| Document passage |
== == ==

Birgitt Ory (born 1964) is a German diplomat who has been Germany's Ambassador-designate to Ethiopia and the African Union since 2025.

From 2019 until 2022, Ory served as the German Ambassador to Nigeria. She was the first woman to serve as Director General of the German Institute Taipei in Taiwan, a post she held from 2008 to 2011.

== Early life and education ==
Ory was born in Lübeck in 1964. She graduated from high school in Neustadt in Holstein in 1983 and went on to study political science, communications, and German literature at LMU Munich, where she graduated summa cum laude.

== Career ==
Ory was assigned her first diplomatic post by the Federal Foreign Office in 1990, as an attachée at the Diplomatic Academy in Bonn, also working at the École nationale d'administration and the French Ministry of Foreign Affairs. The following year she was assigned a job in the German Foreign Office's Department of Economics and Humanitarian Aid.

In 1993, Ory was appointed as the Deputy Head of Mission at the German Embassy in Phnom Penh, Cambodia, serving there for two years. From 1998 to 2001, she was part of the Permanent Mission of Germany to the United Nations in New York City as part of the African Security Council. The next three years, she worked in the Office of the President of Germany's Foreign Policy Department. From 2004 to 2008, Ory was the Head of the Multilateral Cooperation Asia Division. From 2016 to 2018, she served as the Director of International Economic Affairs. Ory was the Chief of Staff for the Minister of State Affairs, Michelle Müntefering, from 2018 to 2019.

=== Director-General of the German Institute Taipei ===
In 2008, Ory was appointed as the Director-General of the German Institute Taipei in Taiwan, and was the first woman to hold this position. She was succeeded by Michael Zickerick as Director-General in 2011, and became the Director of the German Foreign Office's Southeast Asia and Pacific Department.

== == ==

| Supplied records |
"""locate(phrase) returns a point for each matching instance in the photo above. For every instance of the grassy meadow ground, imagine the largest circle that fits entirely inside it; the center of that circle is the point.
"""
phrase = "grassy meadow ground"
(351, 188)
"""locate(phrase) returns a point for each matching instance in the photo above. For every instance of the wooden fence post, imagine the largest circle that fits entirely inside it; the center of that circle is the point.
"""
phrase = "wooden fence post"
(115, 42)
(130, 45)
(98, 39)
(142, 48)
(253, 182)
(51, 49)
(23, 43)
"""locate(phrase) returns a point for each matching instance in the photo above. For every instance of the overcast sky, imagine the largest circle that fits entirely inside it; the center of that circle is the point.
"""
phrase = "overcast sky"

== == ==

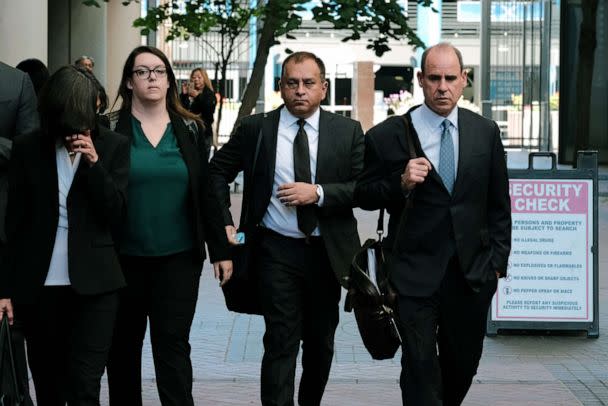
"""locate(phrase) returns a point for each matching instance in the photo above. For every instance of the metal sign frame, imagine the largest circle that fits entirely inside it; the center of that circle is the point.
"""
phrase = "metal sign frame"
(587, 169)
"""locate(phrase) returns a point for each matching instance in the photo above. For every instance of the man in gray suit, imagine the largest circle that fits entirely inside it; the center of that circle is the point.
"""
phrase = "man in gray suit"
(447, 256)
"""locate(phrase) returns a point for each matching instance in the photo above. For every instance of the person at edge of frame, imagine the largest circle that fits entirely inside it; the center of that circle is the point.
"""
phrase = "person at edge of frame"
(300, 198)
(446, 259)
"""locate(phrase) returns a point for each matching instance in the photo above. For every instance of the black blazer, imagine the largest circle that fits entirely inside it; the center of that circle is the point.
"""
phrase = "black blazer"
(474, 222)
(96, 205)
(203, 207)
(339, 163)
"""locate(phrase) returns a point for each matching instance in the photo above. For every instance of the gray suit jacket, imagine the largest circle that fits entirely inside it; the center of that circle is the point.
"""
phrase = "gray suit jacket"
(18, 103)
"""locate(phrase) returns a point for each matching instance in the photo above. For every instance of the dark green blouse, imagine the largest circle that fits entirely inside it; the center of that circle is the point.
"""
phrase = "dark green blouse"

== == ==

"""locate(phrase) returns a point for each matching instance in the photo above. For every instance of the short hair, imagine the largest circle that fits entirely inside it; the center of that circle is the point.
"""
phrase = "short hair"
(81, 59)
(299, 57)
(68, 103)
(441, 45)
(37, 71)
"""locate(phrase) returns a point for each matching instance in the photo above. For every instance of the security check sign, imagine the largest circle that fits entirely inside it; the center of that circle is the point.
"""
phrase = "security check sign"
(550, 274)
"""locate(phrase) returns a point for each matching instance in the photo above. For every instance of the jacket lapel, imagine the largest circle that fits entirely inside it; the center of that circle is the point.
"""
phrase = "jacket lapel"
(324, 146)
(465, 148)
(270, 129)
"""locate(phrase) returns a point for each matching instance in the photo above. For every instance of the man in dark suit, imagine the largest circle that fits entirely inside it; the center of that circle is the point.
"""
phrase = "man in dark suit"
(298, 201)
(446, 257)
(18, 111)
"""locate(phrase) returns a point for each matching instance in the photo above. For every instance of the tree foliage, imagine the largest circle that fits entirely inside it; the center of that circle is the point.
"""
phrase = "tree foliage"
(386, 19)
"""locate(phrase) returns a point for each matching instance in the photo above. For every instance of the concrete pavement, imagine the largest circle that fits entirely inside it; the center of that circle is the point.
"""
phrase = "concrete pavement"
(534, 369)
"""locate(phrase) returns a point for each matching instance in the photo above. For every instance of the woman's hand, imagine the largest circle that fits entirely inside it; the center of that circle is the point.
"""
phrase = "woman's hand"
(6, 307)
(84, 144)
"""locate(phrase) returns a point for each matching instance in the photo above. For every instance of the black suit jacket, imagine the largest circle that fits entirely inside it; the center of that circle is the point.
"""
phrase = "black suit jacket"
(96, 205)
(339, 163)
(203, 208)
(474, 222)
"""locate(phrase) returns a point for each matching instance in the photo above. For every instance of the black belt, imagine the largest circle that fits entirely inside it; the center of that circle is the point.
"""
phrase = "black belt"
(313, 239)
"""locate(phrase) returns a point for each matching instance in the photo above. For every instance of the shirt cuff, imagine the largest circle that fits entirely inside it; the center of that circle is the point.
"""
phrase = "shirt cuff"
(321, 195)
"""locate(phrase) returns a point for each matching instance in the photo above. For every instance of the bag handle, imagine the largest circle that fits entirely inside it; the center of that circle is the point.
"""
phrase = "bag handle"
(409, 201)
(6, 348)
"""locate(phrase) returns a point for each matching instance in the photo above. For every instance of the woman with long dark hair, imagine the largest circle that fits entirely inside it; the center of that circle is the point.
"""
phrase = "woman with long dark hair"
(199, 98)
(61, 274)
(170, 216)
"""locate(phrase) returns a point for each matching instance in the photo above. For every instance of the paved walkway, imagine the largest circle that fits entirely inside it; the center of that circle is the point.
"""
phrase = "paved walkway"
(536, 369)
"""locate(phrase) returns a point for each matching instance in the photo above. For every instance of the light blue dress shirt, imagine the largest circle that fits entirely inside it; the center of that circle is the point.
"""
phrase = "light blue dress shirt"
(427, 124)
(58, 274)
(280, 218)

== == ==

| Task requirements |
**a.** Decide whether each statement below agrees with the biography of Birgitt Ory. Answer yes or no for each, and quote the deciding words of the biography. (i) Ory studied German literature at LMU Munich. (ii) Ory served as the German Ambassador to Nigeria from 2016 to 2018. (iii) Michael Zickerick succeeded Ory as Director-General of the German Institute Taipei.
**b.** According to the biography of Birgitt Ory, in which city was she born?
**c.** Write a continuation of the biography of Birgitt Ory that follows on from its last sentence.

| Task responses |
**a.**
(i) Yes: "went on to study political science, communications, and German literature at LMU Munich"
(ii) No: "From 2019 until 2022, Ory served as the German Ambassador to Nigeria."
(iii) Yes: "She was succeeded by Michael Zickerick as Director-General in 2011"

**b.** Lübeck.

**c.**
In June 2009, Ory unveiled the Buddy Bear for Taiwan at German Night in Taipei. The Buddy Bear, a 2-meter-high sculpture first created in Berlin in 2001, serves as the symbol of Germany's friendship, travelling internationally to promote peace and international understanding.

In February 2010, Ory helped unveil a memorial at 228 Peace Memorial Park honoring victims of the February 28 incident.

=== Ambassador to Nigeria ===
In September 2019, Ory was appointed as the Ambassador of Germany to Nigeria. She was received by President Muhammadu Buhari of Nigeria on September 19, 2019, to present her credentials. She was succeeded in 2022 by Annett Günther and went back to Berlin to take up a role in the German Foreign Office.

On 2 May 2020, Ory met with members of the Economic Community of West African States to discuss security measures. Later that month she congratulated Nigeria for holding two major offices in the United Nations, Deputy Secretary General and President of the United Nations General Assembly.

In August 2020, she called for a stronger partnership between the European Union and African nations, particularly Nigeria and the Economic Community of West African States. Ory stated that especially since the COVID-19 pandemic had shifted political priorities around the world, economic recovery is crucial. She disclosed that the Embassy of Germany, Abuja was working closely with Nigerian government agencies and local communities to help prevent the spread of COVID-19, including starting an initiative to provide free face masks and handwashing stations throughout the country. The initiative was officially launched on 3 August 2020 in the Federal Capital Territory. The resources provided were produced by women tailors from disadvantaged communities to help improve income opportunities as well as communal health. On 12 August 2020, Ory voiced support for the Nigerian government's fight against trafficking illicit wildlife products.

In September 2020, Ory helped plead on the behalf of the European Union for Nigeria to lift airspace restrictions against KLM, Air France, and Lufthansa. Also that month, she spoke at the opening of a rehabilitation center in Kaduna built by the German Technical Advisory Group as part of Germany's Equipment Aid Programme initiative.